Das Wichtigste in Kürze
- Es ist der Traum vieler junger Menschen: Ein Sprachaufenthalt irgendwo im Ausland.
- «Kassensturz» zeigt mit zwei Beispielen von der Sprachschule Education First (EF), wie dieser Traum jäh platzen kann. Nämlich dann, wenn die Unterkunft ungeheizt, voller Schimmel und Ungeziefer ist.
- Zwar bezahlt EF den Betroffenen «aus Kulanz» einen Teil der Kosten zurück. Doch viel zu wenig, sagt ein Rechtsexperte.
Es sollten die besten vier Wochen ihres Lebens werden: Die beiden Freundinnen Ivana und Vanessa planten einen Sprachaufenthalt in den USA. Die internationale Sprachschule EF (Education First), bei der sie ihren Aufenthalt buchen, kannten sie von Vorträgen in ihrer Schule. Der Auftritt dort, in den Prospekten und im Internet erscheint den zwei KV-Angestellten sehr professionell. Voller Vorfreude reisen sie nach Miami Beach.
Das Zimmer war total dreckig, verschimmelt, es hatte Käfer am Boden.
Als sie dort ihre Unterkunft beziehen, werden sie allerdings jäh auf den Boden der Tatsachen zurückgeholt: «Das Zimmer war total dreckig, verschimmelt, es hatte Käfer am Boden», erinnert sich Vanessa. Sie erwarteten keine Luxusunterkunft, aber «einigermassen bewohnbar darf sie für diesen Preis durchaus sein», findet Vanessa. Immerhin bezahlten die jungen KV-Angestellten für Schule unter und Zimmer weit über 3000 Franken.
Fotografieren verboten
Am selben Abend kontaktieren sie ihren Ansprechpartner von EF Schweiz. Und hören erst mal nichts. Vanessa und Ivana ziehen ins Hotel. Vier Tage später offeriert ihnen EF ein neues Zimmer im selben Haus an. Allerdings bietet sich den Sprachschülerinnen das gleiche Bild: Schmutz und Schimmel überall. Beweisen können sie das nicht, denn sie dürfen die Räume nicht fotografieren. Sie lehnen die Zimmer ab.
Eine Woche später dann ein letzter Versuch in der gleichen Unterkunft. Wieder ist das Zimmer dreckig. Doch sie resignieren und bleiben, übernachten auf fleckigen Matratzen. Am nächsten Tag teilen sie EF mit, dass sie den Aufenthalt abbrechen und nach Hause reisen. «Darauf kam keine Reaktion. Mir kam es so vor, als käme es tagtäglich vor, dass jemand abbricht», erzählt Vanessa.
Aus Geste der Kulanz haben wir 500 Franken gutgeschrieben.

_AUFGABEN_:
a. Fasse den Bericht über den Sprachaufenthalt in zwei Sätzen zusammen.
b. Liefere bitte die Fortsetzung des Berichts über den Sprachaufenthalt im Anschluss an seinen letzten Satz.
Die Zeilen spielen hierfür keine Rolle.

[Datensatzzeilen dazu, wo Objekte erscheinen]
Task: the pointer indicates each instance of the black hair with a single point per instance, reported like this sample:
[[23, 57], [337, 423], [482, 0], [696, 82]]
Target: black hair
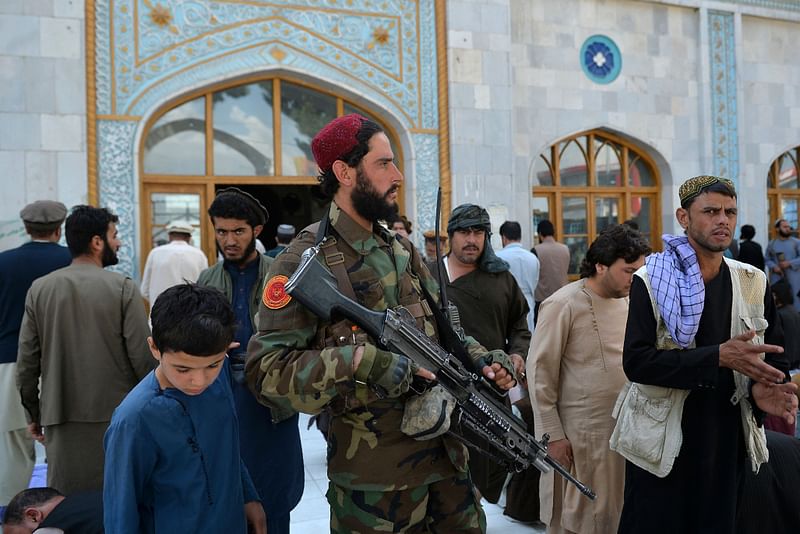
[[632, 223], [232, 203], [15, 511], [327, 179], [511, 230], [717, 187], [613, 243], [194, 319], [783, 293], [545, 228], [83, 223]]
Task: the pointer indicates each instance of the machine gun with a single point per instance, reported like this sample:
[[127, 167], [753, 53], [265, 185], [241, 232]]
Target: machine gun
[[477, 407]]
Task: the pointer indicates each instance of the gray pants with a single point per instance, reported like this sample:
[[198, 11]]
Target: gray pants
[[17, 457]]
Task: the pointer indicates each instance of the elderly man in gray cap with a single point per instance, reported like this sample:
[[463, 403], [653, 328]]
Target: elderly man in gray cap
[[175, 263], [19, 267]]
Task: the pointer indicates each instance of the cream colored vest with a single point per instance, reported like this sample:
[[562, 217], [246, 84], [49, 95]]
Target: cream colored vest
[[648, 429]]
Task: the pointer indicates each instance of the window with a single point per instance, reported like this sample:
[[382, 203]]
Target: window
[[590, 181], [255, 135], [783, 190]]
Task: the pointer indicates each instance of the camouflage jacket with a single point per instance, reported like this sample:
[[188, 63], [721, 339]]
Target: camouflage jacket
[[298, 362]]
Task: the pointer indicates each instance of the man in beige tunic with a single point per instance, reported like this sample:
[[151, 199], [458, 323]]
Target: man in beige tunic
[[84, 333], [574, 376]]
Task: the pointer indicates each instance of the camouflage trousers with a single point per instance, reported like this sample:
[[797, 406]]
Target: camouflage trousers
[[446, 506]]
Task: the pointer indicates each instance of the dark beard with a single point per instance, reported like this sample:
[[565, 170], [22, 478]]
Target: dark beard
[[109, 257], [369, 203]]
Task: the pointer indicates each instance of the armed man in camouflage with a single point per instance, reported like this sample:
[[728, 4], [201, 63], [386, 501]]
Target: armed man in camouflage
[[380, 479]]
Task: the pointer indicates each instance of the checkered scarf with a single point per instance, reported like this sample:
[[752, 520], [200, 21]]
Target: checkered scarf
[[678, 287]]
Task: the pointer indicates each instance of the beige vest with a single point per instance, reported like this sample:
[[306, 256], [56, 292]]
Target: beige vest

_LÖSUNGEN ZUR ÜBUNG_:
a. Die Freundinnen Ivana und Vanessa buchten bei der Sprachschule EF einen vierwöchigen Sprachaufenthalt in den USA, fanden in Miami Beach aber ein dreckiges, verschimmeltes Zimmer mit Käfern am Boden vor, und auch die später angebotenen Zimmer im selben Haus waren schmutzig. Schliesslich brachen sie den Aufenthalt ab, und EF zahlte den Betroffenen aus Kulanz einen Teil der Kosten zurück, was ein Rechtsexperte für viel zu wenig hält.

b.
EF – laut Eigendeklaration die grösste Sprachschule weltweit – will die Vorwürfe vor der Kamera nicht kommentieren. In einer Stellungnahme schreibt EF an «Kassensturz»: «Das erste Zimmer entsprach nicht den EF-Standards, weshalb den beiden Frauen nach Meldung des Mangels Alternativen angeboten wurden. (…) Gemäss AGB wären wir nicht verpflichtet gewesen, eine Rückvergütung zu gewähren. Aus Geste der Kulanz haben wir 500 Franken gutgeschrieben.»
Unterkunft ohne Heizung
Eine ähnliche Geschichte erzählt die 19-jährige Nadia im «Kassensturz». Eigentlich wollte sie für 13 Wochen in New York ihr Englisch aufbessern. Kostenpunkt: Über 10'000 Franken. Auch sie wird in einer eher bescheidenen Unterkunft untergebracht: Die Heizung funktioniert nicht, die Wände sind kaum isoliert, der Wind ist im Zimmer deutlich spürbar und der Lärm gross. Das Mini-Bad teilt sie mit sieben anderen Bewohnern.
Nach sechs Wochen merkte ich, es geht nicht mehr. Ich wollte nur noch nach Hause.
Nadia will durchhalten: «Erst dachte ich, das ist vielleicht normal, vielleicht sind meine Ansprüche zu hoch.» Doch dann hört sie von mehreren Mitstudentinnen die gleichen Klagen. So beschwert sie sich nach einem Monat bei EF. Die Schule bietet ihr ein neues Zimmer an: Das Bad muss sie nur noch mit drei Mitstudenten teilen. Kälte, Lärm und Durchzug aber bleiben. «Nach sechs Wochen merkte ich, es geht nicht mehr. Ich wollte nur noch nach Hause.» Kurz nach der Hälfte des Sprachkurses brach auch sie ihren Aufenthalt ab.
Entschädigung steht in keinem Verhältnis
Zu diesem Fall schreibt EF: «Frau C. kontaktierte unseren Unterkunftsverantwortlichen erst nach über einem Monat, und dies nicht auf Grund eines Mangels im Zimmer, sondern weil sie das Bad mit weiteren Studenten teilen musste (…). Daraufhin konnte sie das Zimmer wechseln. (..) Erfolgt der Abbruch nach der Hälfte der Kursdauer, erfolgt gemäss unseren AGBs grundsätzlich keine Rückerstattung. Dies gilt für Kurse, die länger als 5 Wochen dauern.»
Aus Kulanz bietet EF der Familie 1500 Franken an. «Zu wenig», findet «Saldo/K-Tipp»-Rechtsberater Michael Krampf: «In diesem Fall müsste sich EF grosszügiger zeigen. Frau C. sollte eine Rechnung stellen und auflisten, was sie konkret zu Gute hat.»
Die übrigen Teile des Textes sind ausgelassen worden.